* [Exercise]
Rewrite the part of the entries from the line containing "Point to every instance of the dark coat" through the end, swapping every "trolley handle" for "cart handle" and leaving all else unchanged.
* * * * * * *
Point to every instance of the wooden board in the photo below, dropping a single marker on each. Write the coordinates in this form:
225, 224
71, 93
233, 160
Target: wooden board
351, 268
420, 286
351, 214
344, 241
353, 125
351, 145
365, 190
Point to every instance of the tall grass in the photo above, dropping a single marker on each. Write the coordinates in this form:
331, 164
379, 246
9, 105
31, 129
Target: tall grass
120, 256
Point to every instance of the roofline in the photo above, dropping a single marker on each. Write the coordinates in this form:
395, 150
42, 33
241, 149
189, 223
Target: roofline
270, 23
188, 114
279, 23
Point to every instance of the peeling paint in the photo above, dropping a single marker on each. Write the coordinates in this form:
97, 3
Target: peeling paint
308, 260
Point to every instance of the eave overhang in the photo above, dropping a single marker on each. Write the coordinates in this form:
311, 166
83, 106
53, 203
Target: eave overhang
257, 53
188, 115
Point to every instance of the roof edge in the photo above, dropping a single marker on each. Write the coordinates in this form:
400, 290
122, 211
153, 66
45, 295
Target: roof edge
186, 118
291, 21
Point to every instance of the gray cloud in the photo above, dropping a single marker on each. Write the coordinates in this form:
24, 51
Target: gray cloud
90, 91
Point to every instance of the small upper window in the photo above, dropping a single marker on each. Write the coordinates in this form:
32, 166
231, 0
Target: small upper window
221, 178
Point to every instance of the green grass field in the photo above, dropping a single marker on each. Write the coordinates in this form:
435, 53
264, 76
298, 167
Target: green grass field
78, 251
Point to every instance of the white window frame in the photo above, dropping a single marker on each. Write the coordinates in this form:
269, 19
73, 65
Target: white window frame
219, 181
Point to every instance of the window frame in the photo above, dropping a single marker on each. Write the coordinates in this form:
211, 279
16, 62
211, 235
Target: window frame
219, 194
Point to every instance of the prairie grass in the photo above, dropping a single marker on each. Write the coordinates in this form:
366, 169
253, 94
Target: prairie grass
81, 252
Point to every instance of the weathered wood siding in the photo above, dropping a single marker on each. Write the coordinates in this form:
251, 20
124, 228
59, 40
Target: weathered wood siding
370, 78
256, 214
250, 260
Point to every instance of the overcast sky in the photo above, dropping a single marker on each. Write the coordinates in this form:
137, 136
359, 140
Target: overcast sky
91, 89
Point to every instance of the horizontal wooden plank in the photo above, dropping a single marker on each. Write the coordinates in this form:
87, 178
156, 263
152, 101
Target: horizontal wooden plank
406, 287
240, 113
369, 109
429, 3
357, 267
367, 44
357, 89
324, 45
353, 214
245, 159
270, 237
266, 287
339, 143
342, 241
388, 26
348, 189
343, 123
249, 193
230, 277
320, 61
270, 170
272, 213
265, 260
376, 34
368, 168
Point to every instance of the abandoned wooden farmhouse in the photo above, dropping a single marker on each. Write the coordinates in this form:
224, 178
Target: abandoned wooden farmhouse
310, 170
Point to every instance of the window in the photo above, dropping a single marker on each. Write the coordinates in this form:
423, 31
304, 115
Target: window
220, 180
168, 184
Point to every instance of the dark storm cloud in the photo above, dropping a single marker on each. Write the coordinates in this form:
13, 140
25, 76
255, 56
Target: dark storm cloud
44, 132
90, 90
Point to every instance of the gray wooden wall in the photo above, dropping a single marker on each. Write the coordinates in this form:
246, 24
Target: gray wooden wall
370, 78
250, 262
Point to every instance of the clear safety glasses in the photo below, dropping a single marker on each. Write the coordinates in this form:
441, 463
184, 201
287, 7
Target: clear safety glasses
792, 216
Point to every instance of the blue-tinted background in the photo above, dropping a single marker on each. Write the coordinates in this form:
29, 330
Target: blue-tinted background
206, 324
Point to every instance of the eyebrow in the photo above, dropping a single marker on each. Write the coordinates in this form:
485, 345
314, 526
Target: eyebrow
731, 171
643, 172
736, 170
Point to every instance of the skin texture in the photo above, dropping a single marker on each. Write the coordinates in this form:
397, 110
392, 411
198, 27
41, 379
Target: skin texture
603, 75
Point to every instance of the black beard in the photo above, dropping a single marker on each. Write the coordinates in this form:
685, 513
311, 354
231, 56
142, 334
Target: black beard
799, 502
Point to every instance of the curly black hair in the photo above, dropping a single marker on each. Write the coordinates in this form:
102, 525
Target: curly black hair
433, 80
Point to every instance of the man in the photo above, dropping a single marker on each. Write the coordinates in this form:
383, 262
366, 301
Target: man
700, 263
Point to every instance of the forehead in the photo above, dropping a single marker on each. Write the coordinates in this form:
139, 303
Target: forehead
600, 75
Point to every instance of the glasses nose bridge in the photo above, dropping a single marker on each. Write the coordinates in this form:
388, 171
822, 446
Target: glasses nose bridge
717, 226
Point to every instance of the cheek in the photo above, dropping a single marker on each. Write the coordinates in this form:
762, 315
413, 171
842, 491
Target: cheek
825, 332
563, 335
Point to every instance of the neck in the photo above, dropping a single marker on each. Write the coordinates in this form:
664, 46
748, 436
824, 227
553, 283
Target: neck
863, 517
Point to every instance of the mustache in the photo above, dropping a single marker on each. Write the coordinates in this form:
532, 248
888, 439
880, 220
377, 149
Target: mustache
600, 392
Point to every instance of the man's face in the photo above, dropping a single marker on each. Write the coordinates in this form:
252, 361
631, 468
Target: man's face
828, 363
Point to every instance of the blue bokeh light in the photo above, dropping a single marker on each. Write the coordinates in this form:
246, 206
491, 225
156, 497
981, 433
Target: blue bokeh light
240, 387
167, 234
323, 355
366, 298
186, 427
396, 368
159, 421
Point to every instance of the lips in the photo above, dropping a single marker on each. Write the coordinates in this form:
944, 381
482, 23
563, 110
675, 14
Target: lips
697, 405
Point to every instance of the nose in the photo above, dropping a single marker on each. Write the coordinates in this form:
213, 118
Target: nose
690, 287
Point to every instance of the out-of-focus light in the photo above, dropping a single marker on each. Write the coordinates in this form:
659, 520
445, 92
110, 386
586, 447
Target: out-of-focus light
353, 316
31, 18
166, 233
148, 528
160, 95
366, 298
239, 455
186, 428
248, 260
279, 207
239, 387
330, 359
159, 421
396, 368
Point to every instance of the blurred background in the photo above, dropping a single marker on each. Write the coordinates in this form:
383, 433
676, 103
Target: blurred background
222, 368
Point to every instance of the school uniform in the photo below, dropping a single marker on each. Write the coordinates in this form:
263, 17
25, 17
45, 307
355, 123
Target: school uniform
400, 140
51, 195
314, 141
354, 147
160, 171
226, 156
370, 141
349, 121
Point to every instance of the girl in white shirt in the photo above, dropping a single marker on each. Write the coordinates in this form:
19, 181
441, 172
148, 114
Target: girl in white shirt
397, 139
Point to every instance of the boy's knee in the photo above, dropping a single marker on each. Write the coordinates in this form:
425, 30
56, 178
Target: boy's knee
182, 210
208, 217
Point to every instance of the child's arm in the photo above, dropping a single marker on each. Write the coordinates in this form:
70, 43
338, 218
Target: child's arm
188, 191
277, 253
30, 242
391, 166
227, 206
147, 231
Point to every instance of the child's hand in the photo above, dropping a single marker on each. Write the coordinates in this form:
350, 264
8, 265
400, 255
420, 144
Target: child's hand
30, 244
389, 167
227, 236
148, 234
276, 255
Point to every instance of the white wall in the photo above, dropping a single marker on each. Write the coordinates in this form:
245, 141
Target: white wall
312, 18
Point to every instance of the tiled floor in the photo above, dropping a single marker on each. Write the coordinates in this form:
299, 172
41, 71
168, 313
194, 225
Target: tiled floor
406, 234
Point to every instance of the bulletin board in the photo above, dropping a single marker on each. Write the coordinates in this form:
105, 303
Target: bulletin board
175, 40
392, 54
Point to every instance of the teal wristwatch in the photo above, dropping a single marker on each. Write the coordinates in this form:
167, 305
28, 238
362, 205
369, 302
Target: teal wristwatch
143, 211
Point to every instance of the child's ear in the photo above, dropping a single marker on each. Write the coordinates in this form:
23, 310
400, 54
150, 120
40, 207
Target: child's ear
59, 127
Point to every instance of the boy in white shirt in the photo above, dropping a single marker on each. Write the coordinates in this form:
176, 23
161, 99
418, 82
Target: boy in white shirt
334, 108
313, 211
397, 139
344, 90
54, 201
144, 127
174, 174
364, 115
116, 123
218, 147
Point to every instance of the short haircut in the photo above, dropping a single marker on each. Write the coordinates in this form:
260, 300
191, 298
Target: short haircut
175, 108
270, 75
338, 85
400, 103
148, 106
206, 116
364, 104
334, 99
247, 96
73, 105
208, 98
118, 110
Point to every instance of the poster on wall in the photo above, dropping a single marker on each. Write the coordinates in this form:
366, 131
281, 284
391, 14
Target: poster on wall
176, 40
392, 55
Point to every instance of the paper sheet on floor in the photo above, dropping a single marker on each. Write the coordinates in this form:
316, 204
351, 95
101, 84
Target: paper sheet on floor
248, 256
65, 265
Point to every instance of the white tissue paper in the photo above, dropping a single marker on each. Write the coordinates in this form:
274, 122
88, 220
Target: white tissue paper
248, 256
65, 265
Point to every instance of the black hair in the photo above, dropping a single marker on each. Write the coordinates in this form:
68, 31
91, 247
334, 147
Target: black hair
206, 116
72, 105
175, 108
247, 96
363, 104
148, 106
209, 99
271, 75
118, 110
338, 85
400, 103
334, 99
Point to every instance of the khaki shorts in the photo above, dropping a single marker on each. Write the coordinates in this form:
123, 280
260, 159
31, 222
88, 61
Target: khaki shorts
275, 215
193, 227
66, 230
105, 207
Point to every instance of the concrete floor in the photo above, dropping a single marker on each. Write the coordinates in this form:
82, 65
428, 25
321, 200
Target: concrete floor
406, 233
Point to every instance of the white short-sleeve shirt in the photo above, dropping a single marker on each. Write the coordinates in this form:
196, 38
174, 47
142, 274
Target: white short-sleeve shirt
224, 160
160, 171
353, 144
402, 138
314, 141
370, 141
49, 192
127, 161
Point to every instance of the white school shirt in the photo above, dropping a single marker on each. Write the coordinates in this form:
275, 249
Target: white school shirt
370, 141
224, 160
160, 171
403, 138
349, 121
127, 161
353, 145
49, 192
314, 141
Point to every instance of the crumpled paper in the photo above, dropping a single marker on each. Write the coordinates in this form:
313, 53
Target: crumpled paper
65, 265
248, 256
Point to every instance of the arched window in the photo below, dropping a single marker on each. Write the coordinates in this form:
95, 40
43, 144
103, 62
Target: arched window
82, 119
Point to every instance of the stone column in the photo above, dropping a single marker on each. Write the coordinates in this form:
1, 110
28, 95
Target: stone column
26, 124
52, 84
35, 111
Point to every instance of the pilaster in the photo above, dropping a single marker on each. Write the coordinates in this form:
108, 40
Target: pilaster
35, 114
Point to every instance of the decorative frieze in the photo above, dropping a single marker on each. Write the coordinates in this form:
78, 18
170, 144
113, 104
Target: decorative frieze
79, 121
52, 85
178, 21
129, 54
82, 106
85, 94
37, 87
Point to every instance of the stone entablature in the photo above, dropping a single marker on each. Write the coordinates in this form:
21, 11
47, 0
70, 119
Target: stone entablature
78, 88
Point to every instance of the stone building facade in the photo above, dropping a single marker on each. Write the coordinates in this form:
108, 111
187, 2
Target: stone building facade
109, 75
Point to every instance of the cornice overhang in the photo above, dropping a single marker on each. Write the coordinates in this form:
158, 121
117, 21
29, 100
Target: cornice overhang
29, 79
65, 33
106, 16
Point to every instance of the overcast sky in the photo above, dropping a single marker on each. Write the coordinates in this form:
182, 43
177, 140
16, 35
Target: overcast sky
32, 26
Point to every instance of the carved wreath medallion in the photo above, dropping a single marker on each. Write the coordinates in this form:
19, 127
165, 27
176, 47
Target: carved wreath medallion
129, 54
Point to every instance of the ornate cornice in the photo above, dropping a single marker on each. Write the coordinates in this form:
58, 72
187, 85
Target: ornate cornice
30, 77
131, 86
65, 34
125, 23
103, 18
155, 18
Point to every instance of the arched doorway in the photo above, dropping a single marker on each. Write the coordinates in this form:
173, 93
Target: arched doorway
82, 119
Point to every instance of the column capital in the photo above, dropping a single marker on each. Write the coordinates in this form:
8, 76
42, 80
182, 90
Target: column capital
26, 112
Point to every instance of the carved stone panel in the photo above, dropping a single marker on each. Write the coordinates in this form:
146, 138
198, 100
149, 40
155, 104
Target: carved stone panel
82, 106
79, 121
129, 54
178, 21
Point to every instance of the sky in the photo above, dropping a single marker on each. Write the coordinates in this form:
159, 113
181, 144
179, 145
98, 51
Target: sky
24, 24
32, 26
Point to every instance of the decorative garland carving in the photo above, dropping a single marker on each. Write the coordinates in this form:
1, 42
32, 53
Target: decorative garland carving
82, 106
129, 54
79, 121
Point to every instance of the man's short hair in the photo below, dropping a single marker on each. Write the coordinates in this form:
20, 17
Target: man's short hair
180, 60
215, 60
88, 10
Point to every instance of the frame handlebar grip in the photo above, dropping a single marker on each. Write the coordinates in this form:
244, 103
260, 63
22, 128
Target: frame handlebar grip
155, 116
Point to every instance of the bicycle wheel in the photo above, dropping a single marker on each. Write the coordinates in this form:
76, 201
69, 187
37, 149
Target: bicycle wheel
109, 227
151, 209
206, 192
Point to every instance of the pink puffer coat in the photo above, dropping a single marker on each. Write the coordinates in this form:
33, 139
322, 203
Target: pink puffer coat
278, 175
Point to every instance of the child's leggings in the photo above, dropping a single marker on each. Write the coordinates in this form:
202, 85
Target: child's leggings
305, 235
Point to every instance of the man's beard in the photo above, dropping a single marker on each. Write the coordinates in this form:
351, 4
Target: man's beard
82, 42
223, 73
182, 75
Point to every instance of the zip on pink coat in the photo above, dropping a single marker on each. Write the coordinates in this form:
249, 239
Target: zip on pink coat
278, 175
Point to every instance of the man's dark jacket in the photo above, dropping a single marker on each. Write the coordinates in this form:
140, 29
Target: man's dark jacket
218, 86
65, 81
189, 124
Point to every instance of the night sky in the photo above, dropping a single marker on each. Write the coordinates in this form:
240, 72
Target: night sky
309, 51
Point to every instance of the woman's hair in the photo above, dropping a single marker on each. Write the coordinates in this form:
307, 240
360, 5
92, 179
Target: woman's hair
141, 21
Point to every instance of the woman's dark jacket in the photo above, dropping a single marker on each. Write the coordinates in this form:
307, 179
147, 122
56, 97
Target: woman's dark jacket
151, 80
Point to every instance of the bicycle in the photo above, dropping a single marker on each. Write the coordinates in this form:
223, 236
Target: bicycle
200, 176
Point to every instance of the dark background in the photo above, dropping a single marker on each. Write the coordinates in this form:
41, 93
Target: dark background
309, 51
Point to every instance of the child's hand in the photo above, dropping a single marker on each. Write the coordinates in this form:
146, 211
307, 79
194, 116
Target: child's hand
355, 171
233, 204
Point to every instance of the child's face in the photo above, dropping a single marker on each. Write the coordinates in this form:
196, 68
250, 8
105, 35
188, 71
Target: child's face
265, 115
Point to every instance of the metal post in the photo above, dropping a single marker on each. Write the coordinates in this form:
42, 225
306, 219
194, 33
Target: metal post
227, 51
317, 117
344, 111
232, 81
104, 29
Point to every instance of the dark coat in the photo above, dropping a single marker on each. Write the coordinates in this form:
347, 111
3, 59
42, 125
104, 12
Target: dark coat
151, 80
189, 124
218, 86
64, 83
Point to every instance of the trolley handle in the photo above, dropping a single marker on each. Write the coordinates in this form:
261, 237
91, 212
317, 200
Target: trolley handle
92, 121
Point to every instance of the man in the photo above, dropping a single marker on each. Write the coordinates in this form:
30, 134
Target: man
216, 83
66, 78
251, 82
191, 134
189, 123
* * * * * * *
* [Written reply]
Point to every instance of the dark coat in the photo above, dropping a single marker on each. Write the coordinates in this form:
347, 111
3, 59
42, 125
104, 12
Target: dark coat
151, 80
189, 124
218, 86
64, 83
Point to every instance of the cart handle in the photo above, dropping a single marker on each. Write the coordinates in this form:
261, 237
91, 212
317, 200
Target: cart handle
92, 121
Point to every instance of the man in the photo above, dropping a single marker on each. Write the coordinates in this form:
30, 134
Target: man
216, 83
66, 78
251, 82
191, 134
189, 123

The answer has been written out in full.